Problem statement: Exactly as written, print each record in the listing.
-- start Records for processing --
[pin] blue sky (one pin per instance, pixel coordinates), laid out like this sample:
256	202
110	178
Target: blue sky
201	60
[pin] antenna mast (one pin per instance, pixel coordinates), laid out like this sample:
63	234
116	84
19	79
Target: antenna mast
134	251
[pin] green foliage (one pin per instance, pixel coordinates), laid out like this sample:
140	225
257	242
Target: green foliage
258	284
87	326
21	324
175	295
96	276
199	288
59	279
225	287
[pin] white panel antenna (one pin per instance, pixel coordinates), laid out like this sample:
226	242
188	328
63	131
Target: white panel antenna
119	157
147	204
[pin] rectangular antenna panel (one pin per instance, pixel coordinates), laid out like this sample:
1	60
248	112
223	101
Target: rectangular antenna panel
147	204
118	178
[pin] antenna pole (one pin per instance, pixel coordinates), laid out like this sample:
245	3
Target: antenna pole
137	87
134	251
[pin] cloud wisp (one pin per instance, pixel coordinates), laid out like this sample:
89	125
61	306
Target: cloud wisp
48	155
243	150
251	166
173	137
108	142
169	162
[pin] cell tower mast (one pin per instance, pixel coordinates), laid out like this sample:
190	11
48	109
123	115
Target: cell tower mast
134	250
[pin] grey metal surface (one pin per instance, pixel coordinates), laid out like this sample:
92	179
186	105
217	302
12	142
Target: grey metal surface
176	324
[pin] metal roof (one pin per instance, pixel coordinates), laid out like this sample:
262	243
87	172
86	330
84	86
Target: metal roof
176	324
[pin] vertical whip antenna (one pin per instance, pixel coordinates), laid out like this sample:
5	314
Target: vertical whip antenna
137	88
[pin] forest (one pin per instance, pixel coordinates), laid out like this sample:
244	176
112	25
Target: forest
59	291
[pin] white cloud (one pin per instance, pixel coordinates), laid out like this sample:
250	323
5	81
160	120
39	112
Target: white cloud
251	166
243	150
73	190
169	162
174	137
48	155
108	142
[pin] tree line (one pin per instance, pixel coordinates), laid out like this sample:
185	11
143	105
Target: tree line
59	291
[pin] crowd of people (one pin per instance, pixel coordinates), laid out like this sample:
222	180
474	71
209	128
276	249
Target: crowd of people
-- end Records for processing --
Finished task:
[pin] blue sky (one pin per instance, pixel coordinates), laid out like this sample:
256	202
110	178
Target: blue sky
201	60
[pin] antenna mast (one pin per instance, pixel coordinates), laid out like this sample:
63	234
116	84
19	79
Target: antenna mast
134	251
[pin] green foliage (one pin per instance, pixel coordinates), laid out like this sample:
140	225
257	242
Target: green foliage
258	284
87	326
21	324
175	295
96	276
199	288
59	279
225	287
[pin] white panel antenna (one pin per instance, pixel coordinates), laid out like this sample:
226	242
188	328
63	131
Target: white panel antenna
119	157
147	204
[pin] rectangular antenna panel (one pin per instance, pixel coordinates), laid out like this sample:
1	60
248	112
223	101
Target: rectangular antenna panel
147	204
118	178
[pin] antenna pole (one pin per instance, pixel coordinates), laid out like this sample:
245	3
Target: antenna pole
137	87
134	251
[pin] cloud wisp (one pin per instance, pixel coordinates), laid out like this sample:
89	125
61	306
Target: cloud wisp
48	155
243	150
251	166
173	137
108	142
169	162
[pin] cell tower mast (one pin per instance, pixel coordinates), laid out like this sample:
190	11
48	109
123	115
Target: cell tower mast
134	250
[pin] grey metal surface (one pin per instance, pixel coordinates), laid out like this sample:
92	179
186	105
217	302
12	142
Target: grey metal surface
176	324
[pin] metal roof (one pin per instance, pixel coordinates), laid out like this sample:
262	243
87	172
86	330
84	86
Target: metal roof
176	324
[pin] vertical whip antenna (one pin per instance, pixel coordinates), laid out like this sample:
5	314
Target: vertical whip antenna
137	88
[pin] forest (one pin per instance, pixel coordinates), laid out like this sample:
244	176
112	25
Target: forest
59	291
[pin] white cloud (one pin per instance, pixel coordinates), laid out like this sample:
250	323
5	81
160	120
39	112
Target: white cloud
251	166
243	150
73	190
169	162
174	137
48	155
108	142
[pin] tree line (one pin per instance, pixel coordinates), laid out like this sample:
185	11
143	105
Target: tree line
59	291
[pin] crowd of people (one pin per instance, pixel coordinates), laid out like this sample:
222	180
474	71
209	128
276	249
Target: crowd of people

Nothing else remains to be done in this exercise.